** Begin **

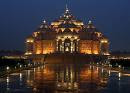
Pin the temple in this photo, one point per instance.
(67, 35)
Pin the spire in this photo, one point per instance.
(66, 8)
(44, 24)
(90, 22)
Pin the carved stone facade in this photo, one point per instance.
(67, 35)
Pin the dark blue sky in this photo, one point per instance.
(19, 18)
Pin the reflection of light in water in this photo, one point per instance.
(38, 68)
(7, 83)
(97, 68)
(119, 75)
(102, 70)
(127, 75)
(109, 72)
(34, 70)
(90, 67)
(20, 78)
(28, 75)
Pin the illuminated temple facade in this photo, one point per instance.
(67, 35)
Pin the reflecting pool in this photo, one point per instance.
(67, 78)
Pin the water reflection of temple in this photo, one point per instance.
(68, 78)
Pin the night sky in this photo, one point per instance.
(19, 18)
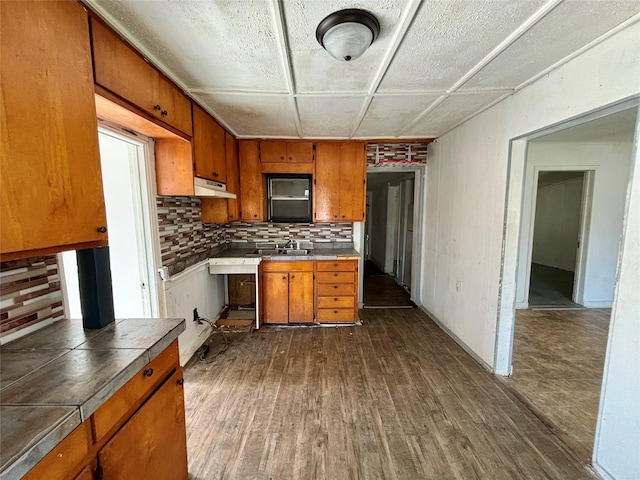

** End **

- _INSTRUCTION_: Reproduce all of the items above word for word, leaving out the pictures.

- _FINAL RESULT_:
Pin the temple in this photo, one point per instance.
(67, 35)
Pin the spire in this photo, one point per instance.
(66, 8)
(44, 24)
(90, 22)
Pin the carved stone facade in this photo, one point per instance.
(67, 35)
Pin the dark blue sky in this photo, one point per instance.
(19, 18)
Pin the reflection of light in water in this photo, one point per instance.
(38, 68)
(7, 83)
(97, 68)
(119, 75)
(102, 70)
(127, 75)
(109, 72)
(34, 70)
(90, 67)
(20, 78)
(28, 75)
Pin the illuminated temple facade in this photo, one point per instance.
(67, 35)
Pin the reflecting pool in this photo, one point per instance.
(67, 78)
Pin the water reflection of temple in this photo, one point per instance.
(68, 78)
Pin the night sky in this photo, one point per instance.
(19, 18)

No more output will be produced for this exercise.